Extract ▸
Metamath Proof Explorer

Theorem divdiv2d

Description: Division by a fraction. (Contributed by Mario Carneiro, 27-May-2016)

Ref Expression
Hypotheses div1d.1 
|- ( ph -> A e. CC )
divcld.2 
|- ( ph -> B e. CC )
divmuld.3 
|- ( ph -> C e. CC )
divmuld.4 
|- ( ph -> B =/= 0 )
divdiv23d.5 
|- ( ph -> C =/= 0 )
Assertion divdiv2d 
|- ( ph -> ( A / ( B / C ) ) = ( ( A x. C ) / B ) )

Proof

Step Hyp Ref Expression
1 div1d.1 
 |-  ( ph -> A e. CC )
2 divcld.2 
 |-  ( ph -> B e. CC )

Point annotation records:
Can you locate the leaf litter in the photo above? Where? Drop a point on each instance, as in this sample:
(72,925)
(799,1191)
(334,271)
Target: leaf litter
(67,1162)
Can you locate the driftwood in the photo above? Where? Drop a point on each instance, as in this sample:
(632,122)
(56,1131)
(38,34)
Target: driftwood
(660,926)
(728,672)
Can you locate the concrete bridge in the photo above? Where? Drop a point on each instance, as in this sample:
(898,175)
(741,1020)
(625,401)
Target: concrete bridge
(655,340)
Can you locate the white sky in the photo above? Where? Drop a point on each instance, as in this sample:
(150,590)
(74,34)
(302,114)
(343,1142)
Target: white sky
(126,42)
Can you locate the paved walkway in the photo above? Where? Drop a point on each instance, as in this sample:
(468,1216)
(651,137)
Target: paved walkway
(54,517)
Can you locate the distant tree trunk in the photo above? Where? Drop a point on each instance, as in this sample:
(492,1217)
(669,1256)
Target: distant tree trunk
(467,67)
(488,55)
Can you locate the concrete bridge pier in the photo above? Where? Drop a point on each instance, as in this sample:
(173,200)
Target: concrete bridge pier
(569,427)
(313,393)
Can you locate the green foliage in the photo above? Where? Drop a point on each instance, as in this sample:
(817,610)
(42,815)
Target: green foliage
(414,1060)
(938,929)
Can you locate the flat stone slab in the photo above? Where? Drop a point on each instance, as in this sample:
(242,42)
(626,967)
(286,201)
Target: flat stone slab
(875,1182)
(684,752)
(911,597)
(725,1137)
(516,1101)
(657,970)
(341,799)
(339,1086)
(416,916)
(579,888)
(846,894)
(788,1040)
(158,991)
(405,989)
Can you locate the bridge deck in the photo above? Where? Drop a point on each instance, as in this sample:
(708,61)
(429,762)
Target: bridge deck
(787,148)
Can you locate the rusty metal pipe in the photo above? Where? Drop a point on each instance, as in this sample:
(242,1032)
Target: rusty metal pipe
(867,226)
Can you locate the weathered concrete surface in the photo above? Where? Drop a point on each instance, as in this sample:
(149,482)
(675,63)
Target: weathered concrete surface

---

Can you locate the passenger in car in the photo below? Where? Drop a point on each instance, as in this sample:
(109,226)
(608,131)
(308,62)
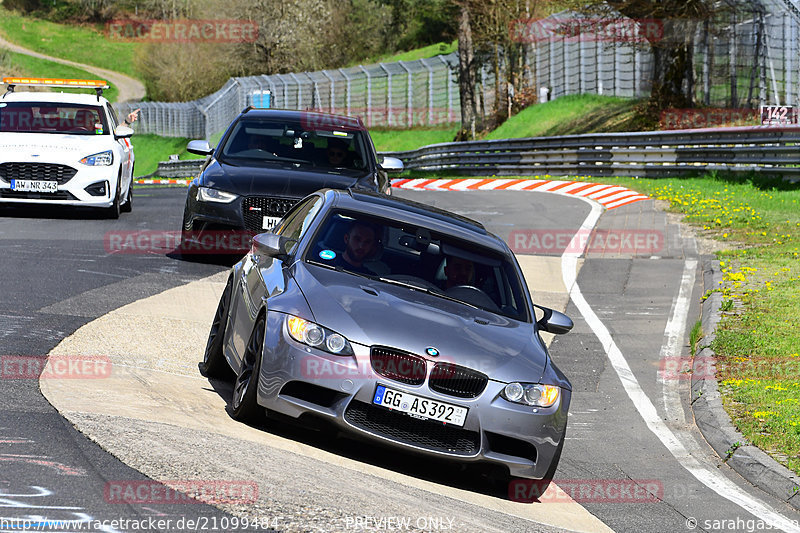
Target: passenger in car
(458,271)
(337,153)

Task list ▸
- A) In the divdiv2d page, who contributed the theorem, and on what date?
- B) Go on with the divdiv2d page, starting after its last line.
The records play no part in this work.

Written answers ▸
- A) Mario Carneiro, on 27-May-2016.

- B)
3 divmuld.3 
 |-  ( ph -> C e. CC )
4 divmuld.4 
 |-  ( ph -> B =/= 0 )
5 divdiv23d.5 
 |-  ( ph -> C =/= 0 )
6 divdiv2 
 |-  ( ( A e. CC /\ ( B e. CC /\ B =/= 0 ) /\ ( C e. CC /\ C =/= 0 ) ) -> ( A / ( B / C ) ) = ( ( A x. C ) / B ) )
7 1 2 4 3 5 6 syl122anc 
 |-  ( ph -> ( A / ( B / C ) ) = ( ( A x. C ) / B ) )